(Reuters) – The U.S. Food and Drug Administration said Pfizer Inc’s process for manufacturing sterile injectable drugs at a plant in McPherson, Kansas was “out of control” and put patients at risk, according to a warning letter made public on Tuesday.
In the Feb. 14 letter, the FDA said that several products were contaminated with multiple foreign particulates and that the injectable antibiotic vancomycin had been compromised by cardboard pieces.
It warned the company it had failed to take corrective action.
The presence of the foreign matter is “unacceptable” and suggests “a significant loss of control in your manufacturing process” that represents a “severe risk of harm to patients,” the FDA wrote.
Pfizer said in a statement it has been “diligently implementing commitments made to the FDA” to ensure the agency’s concerns are addressed.
The warning letter followed an investigation that took place between May 16 and June 8, 2016 into the facility in Kansas that Pfizer acquired with its $17 billion deal for Hospira in 2015.
Pfizer said the issues cited in the letter “do not have any impact on products that are currently on the market that were manufactured at the McPherson site.”
The FDA said the company’s investigation into the matter was “inadequate” and said similar manufacturing violations had been found at other facilities in the Hospira network going back several years.
“These repeated failures at multiple sites demonstrate that your company’s oversight and control over the manufacturer of drugs is inadequate,” the FDA said.

* _YOUR TASKS_:
1. Answer these questions from the report on Pfizer's Kansas plant:
(a) What did the FDA say had compromised the injectable antibiotic vancomycin?
(b) Between which dates did the investigation of the Kansas facility take place?
(c) How much was Pfizer's deal for Hospira worth?
2. Reproduce the report on Pfizer's Kansas plant word for word, from "In the Feb." up to and including "take corrective action.".
The material after the report on Pfizer's Kansas plant is not needed.

* _LISTED RECORDS_:
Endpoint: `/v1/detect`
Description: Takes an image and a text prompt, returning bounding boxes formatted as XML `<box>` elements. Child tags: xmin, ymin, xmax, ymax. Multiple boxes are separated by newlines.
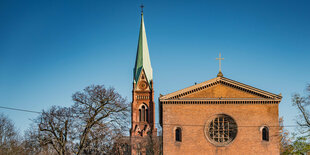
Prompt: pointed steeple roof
<box><xmin>134</xmin><ymin>12</ymin><xmax>153</xmax><ymax>84</ymax></box>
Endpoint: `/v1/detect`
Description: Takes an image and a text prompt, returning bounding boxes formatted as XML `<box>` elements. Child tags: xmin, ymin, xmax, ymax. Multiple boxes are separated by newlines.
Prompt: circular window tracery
<box><xmin>205</xmin><ymin>114</ymin><xmax>238</xmax><ymax>146</ymax></box>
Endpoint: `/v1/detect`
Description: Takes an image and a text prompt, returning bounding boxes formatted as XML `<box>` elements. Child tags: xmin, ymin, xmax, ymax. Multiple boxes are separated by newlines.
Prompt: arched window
<box><xmin>141</xmin><ymin>105</ymin><xmax>145</xmax><ymax>122</ymax></box>
<box><xmin>145</xmin><ymin>109</ymin><xmax>149</xmax><ymax>122</ymax></box>
<box><xmin>175</xmin><ymin>127</ymin><xmax>182</xmax><ymax>142</ymax></box>
<box><xmin>139</xmin><ymin>104</ymin><xmax>149</xmax><ymax>122</ymax></box>
<box><xmin>262</xmin><ymin>126</ymin><xmax>269</xmax><ymax>141</ymax></box>
<box><xmin>139</xmin><ymin>109</ymin><xmax>142</xmax><ymax>122</ymax></box>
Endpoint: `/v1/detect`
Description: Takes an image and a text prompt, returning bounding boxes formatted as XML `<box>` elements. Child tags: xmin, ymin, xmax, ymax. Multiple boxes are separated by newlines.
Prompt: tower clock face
<box><xmin>139</xmin><ymin>81</ymin><xmax>147</xmax><ymax>90</ymax></box>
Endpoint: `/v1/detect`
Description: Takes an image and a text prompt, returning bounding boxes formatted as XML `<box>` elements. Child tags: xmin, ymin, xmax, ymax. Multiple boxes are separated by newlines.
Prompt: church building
<box><xmin>130</xmin><ymin>6</ymin><xmax>282</xmax><ymax>155</ymax></box>
<box><xmin>130</xmin><ymin>8</ymin><xmax>157</xmax><ymax>155</ymax></box>
<box><xmin>159</xmin><ymin>71</ymin><xmax>282</xmax><ymax>155</ymax></box>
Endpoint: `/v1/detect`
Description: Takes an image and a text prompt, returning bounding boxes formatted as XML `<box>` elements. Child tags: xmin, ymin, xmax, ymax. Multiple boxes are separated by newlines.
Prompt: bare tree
<box><xmin>22</xmin><ymin>124</ymin><xmax>57</xmax><ymax>155</ymax></box>
<box><xmin>72</xmin><ymin>85</ymin><xmax>129</xmax><ymax>154</ymax></box>
<box><xmin>292</xmin><ymin>85</ymin><xmax>310</xmax><ymax>136</ymax></box>
<box><xmin>0</xmin><ymin>114</ymin><xmax>22</xmax><ymax>155</ymax></box>
<box><xmin>36</xmin><ymin>106</ymin><xmax>75</xmax><ymax>155</ymax></box>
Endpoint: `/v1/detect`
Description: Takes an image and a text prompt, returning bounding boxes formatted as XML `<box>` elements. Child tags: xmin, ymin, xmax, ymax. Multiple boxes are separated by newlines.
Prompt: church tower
<box><xmin>130</xmin><ymin>10</ymin><xmax>157</xmax><ymax>155</ymax></box>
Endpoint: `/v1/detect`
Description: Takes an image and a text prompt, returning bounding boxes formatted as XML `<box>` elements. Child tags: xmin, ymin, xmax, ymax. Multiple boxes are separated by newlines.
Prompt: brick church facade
<box><xmin>130</xmin><ymin>9</ymin><xmax>282</xmax><ymax>155</ymax></box>
<box><xmin>159</xmin><ymin>76</ymin><xmax>282</xmax><ymax>155</ymax></box>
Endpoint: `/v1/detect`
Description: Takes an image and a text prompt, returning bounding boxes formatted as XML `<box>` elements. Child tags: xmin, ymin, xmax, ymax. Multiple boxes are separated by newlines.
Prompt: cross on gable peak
<box><xmin>216</xmin><ymin>53</ymin><xmax>224</xmax><ymax>77</ymax></box>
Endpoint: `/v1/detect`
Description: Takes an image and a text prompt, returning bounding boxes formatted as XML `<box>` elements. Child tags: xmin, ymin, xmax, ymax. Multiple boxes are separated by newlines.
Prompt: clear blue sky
<box><xmin>0</xmin><ymin>0</ymin><xmax>310</xmax><ymax>134</ymax></box>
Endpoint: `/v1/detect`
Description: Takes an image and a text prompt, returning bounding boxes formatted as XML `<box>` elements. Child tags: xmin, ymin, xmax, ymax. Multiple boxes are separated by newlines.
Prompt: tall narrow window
<box><xmin>145</xmin><ymin>109</ymin><xmax>149</xmax><ymax>122</ymax></box>
<box><xmin>262</xmin><ymin>126</ymin><xmax>269</xmax><ymax>141</ymax></box>
<box><xmin>139</xmin><ymin>109</ymin><xmax>142</xmax><ymax>122</ymax></box>
<box><xmin>175</xmin><ymin>127</ymin><xmax>182</xmax><ymax>142</ymax></box>
<box><xmin>141</xmin><ymin>105</ymin><xmax>145</xmax><ymax>122</ymax></box>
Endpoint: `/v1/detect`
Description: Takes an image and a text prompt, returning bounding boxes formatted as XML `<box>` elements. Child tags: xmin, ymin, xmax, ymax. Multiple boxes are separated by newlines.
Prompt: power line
<box><xmin>0</xmin><ymin>106</ymin><xmax>299</xmax><ymax>128</ymax></box>
<box><xmin>0</xmin><ymin>106</ymin><xmax>41</xmax><ymax>114</ymax></box>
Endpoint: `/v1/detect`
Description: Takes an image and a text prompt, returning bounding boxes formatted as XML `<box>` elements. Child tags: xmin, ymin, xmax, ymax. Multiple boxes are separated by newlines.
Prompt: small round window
<box><xmin>205</xmin><ymin>114</ymin><xmax>238</xmax><ymax>146</ymax></box>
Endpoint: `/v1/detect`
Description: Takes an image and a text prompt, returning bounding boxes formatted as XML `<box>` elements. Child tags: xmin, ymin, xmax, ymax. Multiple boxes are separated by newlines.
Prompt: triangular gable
<box><xmin>160</xmin><ymin>77</ymin><xmax>282</xmax><ymax>100</ymax></box>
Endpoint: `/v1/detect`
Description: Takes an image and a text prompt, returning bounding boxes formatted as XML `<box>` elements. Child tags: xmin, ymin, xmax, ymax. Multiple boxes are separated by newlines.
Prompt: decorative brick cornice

* _PROBLEM SOLUTIONS_:
1.
(a) Cardboard pieces.
(b) Between May 16 and June 8, 2016.
(c) $17 billion.

2.
In the Feb. 14 letter, the FDA said that several products were contaminated with multiple foreign particulates and that the injectable antibiotic vancomycin had been compromised by cardboard pieces.
It warned the company it had failed to take corrective action.